Information shown -
--------
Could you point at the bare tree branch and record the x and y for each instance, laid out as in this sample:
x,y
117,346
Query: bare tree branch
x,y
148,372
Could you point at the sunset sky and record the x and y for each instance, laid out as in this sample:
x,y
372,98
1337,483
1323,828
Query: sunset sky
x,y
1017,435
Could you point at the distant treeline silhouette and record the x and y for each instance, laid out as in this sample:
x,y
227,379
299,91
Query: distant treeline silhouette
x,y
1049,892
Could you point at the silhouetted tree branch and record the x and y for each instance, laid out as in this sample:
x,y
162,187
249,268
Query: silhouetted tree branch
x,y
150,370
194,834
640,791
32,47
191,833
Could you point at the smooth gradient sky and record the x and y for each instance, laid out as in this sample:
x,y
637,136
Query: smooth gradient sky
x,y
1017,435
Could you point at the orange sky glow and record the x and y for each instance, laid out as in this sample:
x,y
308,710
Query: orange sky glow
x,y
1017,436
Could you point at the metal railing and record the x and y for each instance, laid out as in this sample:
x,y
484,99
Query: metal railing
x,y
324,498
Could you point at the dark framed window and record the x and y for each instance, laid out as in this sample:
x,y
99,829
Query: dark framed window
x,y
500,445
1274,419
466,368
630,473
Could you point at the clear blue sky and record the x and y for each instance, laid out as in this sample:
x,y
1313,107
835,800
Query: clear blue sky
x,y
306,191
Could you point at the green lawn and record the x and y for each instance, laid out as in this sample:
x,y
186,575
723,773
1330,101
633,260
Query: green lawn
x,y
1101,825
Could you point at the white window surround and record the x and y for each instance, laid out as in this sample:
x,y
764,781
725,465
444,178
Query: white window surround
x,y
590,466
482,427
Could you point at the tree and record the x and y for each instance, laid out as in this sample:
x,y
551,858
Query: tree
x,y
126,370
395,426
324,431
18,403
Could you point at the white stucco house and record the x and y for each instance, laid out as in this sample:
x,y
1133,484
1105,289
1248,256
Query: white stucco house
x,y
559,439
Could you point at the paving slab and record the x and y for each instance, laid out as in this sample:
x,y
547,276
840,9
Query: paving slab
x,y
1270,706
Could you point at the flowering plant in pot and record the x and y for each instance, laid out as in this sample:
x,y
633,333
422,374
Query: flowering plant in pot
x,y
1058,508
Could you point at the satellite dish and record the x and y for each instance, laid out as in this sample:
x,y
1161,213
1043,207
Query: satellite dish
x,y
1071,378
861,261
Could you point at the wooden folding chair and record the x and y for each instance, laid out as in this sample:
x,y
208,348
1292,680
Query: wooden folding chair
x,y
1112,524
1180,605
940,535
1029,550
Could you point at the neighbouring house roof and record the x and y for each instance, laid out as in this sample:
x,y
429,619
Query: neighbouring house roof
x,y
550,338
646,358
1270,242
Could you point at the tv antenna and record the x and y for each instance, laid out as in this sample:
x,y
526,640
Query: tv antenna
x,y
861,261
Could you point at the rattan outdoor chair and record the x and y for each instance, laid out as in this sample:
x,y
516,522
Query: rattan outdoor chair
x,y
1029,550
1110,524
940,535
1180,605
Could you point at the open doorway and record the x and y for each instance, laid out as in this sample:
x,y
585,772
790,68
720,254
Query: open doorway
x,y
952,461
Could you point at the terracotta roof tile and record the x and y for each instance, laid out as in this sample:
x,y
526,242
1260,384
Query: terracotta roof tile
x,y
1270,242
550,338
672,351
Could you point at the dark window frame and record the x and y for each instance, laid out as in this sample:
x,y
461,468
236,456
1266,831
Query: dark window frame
--------
What you have to do - Copy out the records in full, matching every line character for character.

Written response -
Could you point at the bare tree branch and record the x and y for each instance, laid out as in this sample:
x,y
117,346
Query: bare tree branch
x,y
148,372
Could you point at the sunset sky and record the x and y for each instance, laid out as in this sample:
x,y
372,98
1337,483
1323,828
Query: sunset sky
x,y
1017,435
Could you point at the distant treeline silhouette and record the x and y for each instance, laid out as in this sample:
x,y
227,379
299,91
Query: distant treeline silhouette
x,y
1049,892
Could you point at the silhouetted tree branch and record the x and y for each instance, laid out as in this sample:
x,y
162,187
249,268
Query: silhouetted tree branch
x,y
150,370
194,834
640,791
32,47
191,833
Could you point at the smooth gradient sky and record the x and y for each instance, laid out as in this sample:
x,y
637,136
Query: smooth gradient sky
x,y
1017,435
Could you point at the orange sky glow and record the x and y for each instance, laid out as in this sample:
x,y
308,710
Query: orange sky glow
x,y
1017,436
Could you point at the metal railing and record the x and y for each instance, laid out as in this sample:
x,y
484,99
Query: metal railing
x,y
324,498
Could you point at the dark framed window and record the x and y for each instance, laid out as in this sample:
x,y
99,829
Query: dark framed window
x,y
500,445
1274,419
466,368
630,473
Could you point at the clear blue sky and record the x and y for each instance, laid out as in this sample:
x,y
1313,107
835,800
Query: clear blue sky
x,y
306,191
Could you point at the green lawn and record the x and y for each instance, laid out as in this sample:
x,y
186,575
723,773
1330,101
633,260
Query: green lawn
x,y
1101,825
Could you point at the white window surround and record the x and y for each instance, laid out as in this sample:
x,y
764,781
725,465
444,178
Query: white window surround
x,y
590,466
482,427
Could you point at the tree and record the x and y for each instance, laid out as in this sample:
x,y
551,858
Query: tree
x,y
126,370
395,426
324,431
18,403
Could you point at the white stucco house and record the x and y for each instance, laid out as in this sample:
x,y
1133,484
1105,289
1248,256
Query: white stucco house
x,y
559,439
Could you point at the paving slab and record the x and y for each instance, laid out as in this sample:
x,y
547,276
840,9
Query: paving slab
x,y
1270,706
Could you point at the flowering plant in pot and record the x and y for each instance, laid out as in this sample:
x,y
633,333
422,374
Query: flowering plant in pot
x,y
1058,508
Could you point at the satellite dish and record the x and y for each instance, laid out as in this sample:
x,y
1161,213
1043,207
Query: satellite dish
x,y
1071,378
861,261
Could you point at the wooden folding chair and record the x and y for each instance, laid out as in this sample:
x,y
208,348
1292,680
Query: wooden folding chair
x,y
1112,524
1180,605
940,535
1029,550
Could you point at the neighbouring house roof and record the x and y for each instance, laid out as in this sample:
x,y
429,619
Query: neighbouring house roof
x,y
550,338
646,358
1270,242
Could you point at the tv antenna and record the x and y for each instance, laid out as in this sample:
x,y
526,640
Query: tv antenna
x,y
861,261
Could you point at the rattan outdoor chair and record the x and y for each instance, laid out as in this sample:
x,y
516,522
Query: rattan outdoor chair
x,y
1029,550
1110,524
940,535
1180,605
Could you point at the open doorway and record the x and y for each instance, laid out as in this sample:
x,y
585,772
790,68
720,254
Query: open doorway
x,y
952,461
Could you point at the terracotta roof tile and record the x and y for each instance, laid out as in this sample:
x,y
526,242
1260,384
Query: terracotta roof tile
x,y
1270,242
550,338
672,351
Could you point at the dark window frame and record the x and y for each instance, laid out as in this sample:
x,y
461,468
236,456
1266,831
Query: dark window frame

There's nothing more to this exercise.